== MATERIAL SHOWN ==
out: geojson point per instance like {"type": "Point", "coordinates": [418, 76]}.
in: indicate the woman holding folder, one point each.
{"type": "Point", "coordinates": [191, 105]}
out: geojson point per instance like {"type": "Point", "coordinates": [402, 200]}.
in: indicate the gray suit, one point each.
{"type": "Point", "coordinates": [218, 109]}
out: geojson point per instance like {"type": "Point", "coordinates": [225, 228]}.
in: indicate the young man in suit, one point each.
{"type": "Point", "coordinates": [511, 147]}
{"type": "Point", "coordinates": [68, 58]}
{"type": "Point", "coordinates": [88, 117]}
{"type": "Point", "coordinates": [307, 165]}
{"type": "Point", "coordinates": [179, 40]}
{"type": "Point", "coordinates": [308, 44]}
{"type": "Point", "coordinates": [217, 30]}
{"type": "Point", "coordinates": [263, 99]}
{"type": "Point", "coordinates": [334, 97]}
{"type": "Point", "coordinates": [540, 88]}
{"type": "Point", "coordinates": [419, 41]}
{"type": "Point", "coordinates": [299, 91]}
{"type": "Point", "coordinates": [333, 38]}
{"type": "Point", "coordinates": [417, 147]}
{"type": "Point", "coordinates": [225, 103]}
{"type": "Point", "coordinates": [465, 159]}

== ASSIGNED TASK ==
From top to bottom, repeat the data above without alteration.

== EXERCISE SOLUTION ==
out: geojson point per instance like {"type": "Point", "coordinates": [418, 76]}.
in: indicate the woman holding folder, one point each.
{"type": "Point", "coordinates": [191, 105]}
out: geojson point per instance like {"type": "Point", "coordinates": [402, 200]}.
in: indicate the gray suit, one point each.
{"type": "Point", "coordinates": [218, 109]}
out: geojson point per instance like {"type": "Point", "coordinates": [225, 228]}.
in: indicate the young man in suit, one point each.
{"type": "Point", "coordinates": [511, 147]}
{"type": "Point", "coordinates": [68, 58]}
{"type": "Point", "coordinates": [88, 117]}
{"type": "Point", "coordinates": [307, 165]}
{"type": "Point", "coordinates": [179, 40]}
{"type": "Point", "coordinates": [308, 44]}
{"type": "Point", "coordinates": [217, 30]}
{"type": "Point", "coordinates": [263, 99]}
{"type": "Point", "coordinates": [334, 97]}
{"type": "Point", "coordinates": [540, 88]}
{"type": "Point", "coordinates": [419, 41]}
{"type": "Point", "coordinates": [299, 91]}
{"type": "Point", "coordinates": [333, 38]}
{"type": "Point", "coordinates": [417, 147]}
{"type": "Point", "coordinates": [225, 103]}
{"type": "Point", "coordinates": [465, 159]}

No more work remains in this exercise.